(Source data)
-----
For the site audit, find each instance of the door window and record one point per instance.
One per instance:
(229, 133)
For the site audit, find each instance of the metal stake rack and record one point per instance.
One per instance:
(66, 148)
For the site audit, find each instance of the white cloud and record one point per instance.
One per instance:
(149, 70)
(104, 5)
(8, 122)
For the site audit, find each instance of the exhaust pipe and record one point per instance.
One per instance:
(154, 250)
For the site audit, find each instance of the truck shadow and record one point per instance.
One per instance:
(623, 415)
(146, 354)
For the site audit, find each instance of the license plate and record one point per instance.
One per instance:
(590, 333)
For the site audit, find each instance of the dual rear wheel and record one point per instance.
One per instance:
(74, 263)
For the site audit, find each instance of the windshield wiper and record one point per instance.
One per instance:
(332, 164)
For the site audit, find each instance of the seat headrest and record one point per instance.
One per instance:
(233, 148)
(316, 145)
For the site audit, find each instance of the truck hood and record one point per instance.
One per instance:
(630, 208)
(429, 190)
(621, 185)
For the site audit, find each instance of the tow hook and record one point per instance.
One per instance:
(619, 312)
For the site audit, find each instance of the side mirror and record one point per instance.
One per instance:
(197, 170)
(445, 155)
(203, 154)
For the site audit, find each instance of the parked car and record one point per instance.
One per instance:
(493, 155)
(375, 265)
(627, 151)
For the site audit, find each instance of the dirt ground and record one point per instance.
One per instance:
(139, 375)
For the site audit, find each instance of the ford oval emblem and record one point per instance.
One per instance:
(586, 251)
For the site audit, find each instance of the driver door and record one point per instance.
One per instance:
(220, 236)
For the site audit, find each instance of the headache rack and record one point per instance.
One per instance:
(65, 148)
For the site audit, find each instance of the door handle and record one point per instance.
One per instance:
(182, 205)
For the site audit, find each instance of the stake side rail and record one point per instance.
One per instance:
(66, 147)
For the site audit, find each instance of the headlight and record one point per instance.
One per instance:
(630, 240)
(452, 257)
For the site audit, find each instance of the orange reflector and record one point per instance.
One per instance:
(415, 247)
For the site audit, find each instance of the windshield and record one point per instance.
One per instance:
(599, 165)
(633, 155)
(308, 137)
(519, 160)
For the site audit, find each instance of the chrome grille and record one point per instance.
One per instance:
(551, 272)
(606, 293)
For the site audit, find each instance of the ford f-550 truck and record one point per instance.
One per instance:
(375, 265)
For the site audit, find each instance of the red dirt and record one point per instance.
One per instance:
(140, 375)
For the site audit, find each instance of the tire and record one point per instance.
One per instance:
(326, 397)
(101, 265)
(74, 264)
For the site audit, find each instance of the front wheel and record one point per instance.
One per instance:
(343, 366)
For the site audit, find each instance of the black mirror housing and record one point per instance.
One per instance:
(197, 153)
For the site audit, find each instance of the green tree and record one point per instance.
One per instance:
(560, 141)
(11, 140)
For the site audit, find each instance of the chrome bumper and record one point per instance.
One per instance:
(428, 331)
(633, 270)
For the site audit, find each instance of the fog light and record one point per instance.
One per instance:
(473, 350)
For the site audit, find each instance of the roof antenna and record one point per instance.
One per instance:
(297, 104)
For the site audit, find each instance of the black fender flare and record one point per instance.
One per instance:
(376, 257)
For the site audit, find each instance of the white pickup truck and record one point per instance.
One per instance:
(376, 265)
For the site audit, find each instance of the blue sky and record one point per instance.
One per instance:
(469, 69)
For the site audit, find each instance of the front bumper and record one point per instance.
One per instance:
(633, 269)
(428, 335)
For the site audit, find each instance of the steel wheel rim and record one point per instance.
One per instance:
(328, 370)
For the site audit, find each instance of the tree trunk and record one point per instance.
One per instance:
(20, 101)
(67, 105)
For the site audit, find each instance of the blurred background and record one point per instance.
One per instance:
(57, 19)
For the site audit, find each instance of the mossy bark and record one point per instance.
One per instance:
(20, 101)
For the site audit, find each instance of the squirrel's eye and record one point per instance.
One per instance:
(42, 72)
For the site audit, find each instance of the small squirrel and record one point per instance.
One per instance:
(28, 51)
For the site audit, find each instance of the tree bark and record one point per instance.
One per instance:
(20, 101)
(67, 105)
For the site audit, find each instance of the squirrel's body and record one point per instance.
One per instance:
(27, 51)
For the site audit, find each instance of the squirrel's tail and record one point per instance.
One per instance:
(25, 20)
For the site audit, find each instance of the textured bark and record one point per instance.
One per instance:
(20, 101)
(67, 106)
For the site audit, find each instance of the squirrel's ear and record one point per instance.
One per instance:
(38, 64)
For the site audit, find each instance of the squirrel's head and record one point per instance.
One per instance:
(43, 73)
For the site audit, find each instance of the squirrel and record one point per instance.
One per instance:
-----
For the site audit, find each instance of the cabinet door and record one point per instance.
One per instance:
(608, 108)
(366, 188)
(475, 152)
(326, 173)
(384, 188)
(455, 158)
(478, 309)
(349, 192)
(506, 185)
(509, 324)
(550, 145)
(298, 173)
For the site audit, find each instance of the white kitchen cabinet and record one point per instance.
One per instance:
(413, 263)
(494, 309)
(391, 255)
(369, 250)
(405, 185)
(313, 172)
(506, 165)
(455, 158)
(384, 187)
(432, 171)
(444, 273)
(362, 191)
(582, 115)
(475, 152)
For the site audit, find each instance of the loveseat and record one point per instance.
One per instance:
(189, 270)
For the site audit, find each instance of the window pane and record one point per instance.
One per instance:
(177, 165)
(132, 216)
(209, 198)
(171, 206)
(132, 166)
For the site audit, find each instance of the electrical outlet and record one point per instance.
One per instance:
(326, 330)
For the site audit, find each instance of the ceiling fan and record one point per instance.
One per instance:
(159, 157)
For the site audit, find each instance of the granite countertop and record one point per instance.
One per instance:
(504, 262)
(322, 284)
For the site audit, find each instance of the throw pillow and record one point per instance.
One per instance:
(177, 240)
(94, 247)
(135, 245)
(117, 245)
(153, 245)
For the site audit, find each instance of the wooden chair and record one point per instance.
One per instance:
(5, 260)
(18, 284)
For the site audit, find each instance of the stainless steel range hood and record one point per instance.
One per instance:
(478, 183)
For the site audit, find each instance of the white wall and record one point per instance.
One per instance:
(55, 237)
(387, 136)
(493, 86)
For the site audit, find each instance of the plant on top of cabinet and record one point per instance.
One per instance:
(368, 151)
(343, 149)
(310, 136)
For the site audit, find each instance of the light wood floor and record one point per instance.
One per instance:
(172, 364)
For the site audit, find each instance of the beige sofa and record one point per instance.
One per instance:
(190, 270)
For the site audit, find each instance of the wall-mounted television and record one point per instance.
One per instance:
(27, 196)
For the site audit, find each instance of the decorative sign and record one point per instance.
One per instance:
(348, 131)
-----
Exercise prompt: Which lines of the data include "squirrel"? Copy each of them.

Your response:
For the site audit, find each instance of the squirrel's eye and record one point per instance.
For the site audit, find each instance of the small squirrel and record one point per instance.
For the site audit, find each instance of the squirrel's body and record one point per instance.
For the site audit, find each instance of the squirrel's tail and record one point per instance.
For the site audit, find each instance of the squirrel's ear and record one point per instance.
For the site audit, find each instance of the squirrel's head and record one point per instance.
For the site audit, find each instance of the squirrel and record one point per instance.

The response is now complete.